### Document text
# ALS Saxonia Annual Calendar - BROKEN



## jandc (Nov 12, 2012)

Hey guys, I helped a good mate of mine pick out this beautiful piece of horology in Singapore. And now a week later, he dropped it going through airport security and as you can see, there are scratches on the bezel plus a HUGE dent.

Not only that, the seconds hand FELL OFF!

Now, the seconds hand can be fixed easily enough by sending it back to the AD, and scratches can be buffed out... but what about the big dent?? Way I see it, there are a few options, please correct me if I'm wrong:

A) replace the bezel. I assume this is only viable option if the bezel can be detached from the rest of the case
B) add bit of missing white gold to the bezel then buff it 
C) live with it

Are A or B possible and can you guys think of any other options to make this beautiful $65k watch look new again????










Sent from my iPhone using Tapatalk


----------



## jandc (Nov 12, 2012)

*bump


Sent from my iPhone using Tapatalk


----------



## not12bhere (May 4, 2013)

That is a tragedy. Basically, it is time for the AD to ship it back to Glashutte and let ALS evaluate it. Given the severity of the impact, it is likely other components of the drive train will be damaged as well. Ship it off. They can work miracles, but that is likely to be a costly drop.


----------



## andrzejb (May 13, 2008)

I think if you spent 65k and bought that watch from AD they should consider overhoul free of charge ... I suggest describe all accident and hopefuly they understand your tragedy .. You should write letter direct do Galshutte main Office not to AD


----------



## Watchbreath (Feb 12, 2006)

Right.


andrzejb said:


> I think if you spent 65k and bought that watch from AD they should consider overhoul free of charge ... I suggest describe all accident and hopefuly they understand your tragedy .. You should write letter direct do Galshutte main Office not to AD


----------



## jandc (Nov 12, 2012)

It's been taken to the service centre in NYC and he was told that fix cost would be around $2k.. And it'll take roughly 2 months (prob more like 4 I assume). He's been promised it'll come back looking new... Here's hoping


Sent from my iPhone using Tapatalk


----------



## jandc (Nov 12, 2012)

andrzejb said:


> I think if you spent 65k and bought that watch from AD they should consider overhoul free of charge ... I suggest describe all accident and hopefuly they understand your tragedy .. You should write letter direct do Galshutte main Office not to AD


This might have been wishful thinking..! lol

Sent from my iPhone using Tapatalk


----------



## Watchbreath (Feb 12, 2006)

jandc said:


> This might have been wishful thinking..! lol
> 
> Sent from my iPhone using Tapatalk


 There's no shortage of "wishful thinking" around here.


----------



## Le_Chef (Jan 6, 2014)

### Data extract
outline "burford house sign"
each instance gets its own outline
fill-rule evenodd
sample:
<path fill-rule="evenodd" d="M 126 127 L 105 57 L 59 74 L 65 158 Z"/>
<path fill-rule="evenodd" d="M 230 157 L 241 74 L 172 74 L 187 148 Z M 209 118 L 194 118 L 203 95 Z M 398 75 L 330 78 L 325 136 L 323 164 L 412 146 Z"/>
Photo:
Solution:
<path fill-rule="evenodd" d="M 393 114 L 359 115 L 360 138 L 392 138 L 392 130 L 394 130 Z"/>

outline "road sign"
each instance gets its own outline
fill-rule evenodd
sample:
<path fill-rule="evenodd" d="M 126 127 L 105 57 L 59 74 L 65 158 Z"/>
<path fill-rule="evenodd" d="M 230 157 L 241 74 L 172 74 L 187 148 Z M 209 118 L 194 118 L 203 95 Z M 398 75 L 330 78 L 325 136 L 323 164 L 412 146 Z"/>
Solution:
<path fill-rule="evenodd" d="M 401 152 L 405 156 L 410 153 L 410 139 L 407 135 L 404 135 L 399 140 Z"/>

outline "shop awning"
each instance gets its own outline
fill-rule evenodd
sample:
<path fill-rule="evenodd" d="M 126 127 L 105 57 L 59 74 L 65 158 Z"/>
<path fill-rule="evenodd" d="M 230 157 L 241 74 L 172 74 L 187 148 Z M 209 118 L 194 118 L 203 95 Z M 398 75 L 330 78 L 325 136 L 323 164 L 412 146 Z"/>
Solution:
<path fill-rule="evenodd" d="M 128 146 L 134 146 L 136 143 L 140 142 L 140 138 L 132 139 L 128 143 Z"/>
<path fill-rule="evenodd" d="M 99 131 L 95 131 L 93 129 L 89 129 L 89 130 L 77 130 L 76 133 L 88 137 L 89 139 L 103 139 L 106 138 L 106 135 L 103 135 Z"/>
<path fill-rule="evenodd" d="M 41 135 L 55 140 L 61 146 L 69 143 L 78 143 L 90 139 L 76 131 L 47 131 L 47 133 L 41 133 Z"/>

### The task
What repair cost was quoted at the NYC service center, according to the forum thread about the dropped watch?

### Full output
Around $2k.